Excerpt to read:
A student holds a Palestinian flag outside of South Building during an organized march for Palestine on Friday, Nov. 17, 2023.

The U.S. Department of Education’s Office for Civil Rights opened a Title VI investigation on May 5 into UNC for discrimination against Palestinian students. The investigation was opened following a complaint filed by Palestine Legal, an independent organization, that outlined incidents of anti-Palestinian discrimination. 

According to a post on the UNC Students for Justice in Palestine Instagram, the complaint was filed on their behalf on April 5 and called for the OCR to investigate whether UNC’s actions violated Title VI of the Civil Rights Act of 1964. The act protects individuals from discrimination on the basis of race, color or national origin. 

In a press release related to another case on the Palestine Legal website, the organization wrote that the OCR will only open a formal investigation when it determines the facts of a complaint warrant a deeper look.According to their website, the group is "dedicated to protecting the civil and constitutional rights of people in the US who speak out for Palestinian freedom." 

Kevin Best, senior director of Media Relations, said in an email that the University was aware that the complaint had been filed on behalf of Palestinian students, providing the same statement as in a May 21 email to The DTH about the investigation.

“​​We will cooperate fully with any requests for information from OCR and remain committed to promoting a safe and equitable environment to all members of the Carolina community that is free from harassment and discrimination,” Best wrote.  

Discrimination cited in the complaint

Zoha Khalili, a senior staff attorney at Palestine Legal and signatory of the complaint, wrote about three instances of alleged discrimination in the complaint. 

The first complaint outlined by Khalili said that UNC provided resources to Israeli, but not Palestinian, students.

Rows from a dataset
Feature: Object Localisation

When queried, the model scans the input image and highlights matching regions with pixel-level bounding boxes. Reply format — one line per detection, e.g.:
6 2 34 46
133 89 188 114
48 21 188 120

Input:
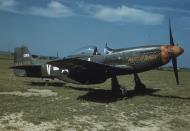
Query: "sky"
0 0 190 67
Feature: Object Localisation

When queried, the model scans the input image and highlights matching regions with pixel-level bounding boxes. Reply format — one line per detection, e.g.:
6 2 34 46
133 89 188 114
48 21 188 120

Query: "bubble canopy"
68 46 100 57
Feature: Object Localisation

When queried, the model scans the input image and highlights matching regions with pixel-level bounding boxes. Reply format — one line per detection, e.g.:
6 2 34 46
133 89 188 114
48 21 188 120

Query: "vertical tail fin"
14 46 32 66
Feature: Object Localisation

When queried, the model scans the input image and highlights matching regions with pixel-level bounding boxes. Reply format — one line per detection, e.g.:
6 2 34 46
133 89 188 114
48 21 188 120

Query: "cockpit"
68 46 100 57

Actions to take:
1 – Output the portion of the excerpt about the UNC investigation starting with "Discrimination cited in" and going on through "in the complaint.".
2 – According to the excerpt about the UNC investigation, on what date did the Office for Civil Rights open its Title VI investigation into UNC?
These rows come from a different source than the excerpt about the UNC investigation.

Answers to the problems:
1 –
Discrimination cited in the complaint

Zoha Khalili, a senior staff attorney at Palestine Legal and signatory of the complaint, wrote about three instances of alleged discrimination in the complaint.

2 – May 5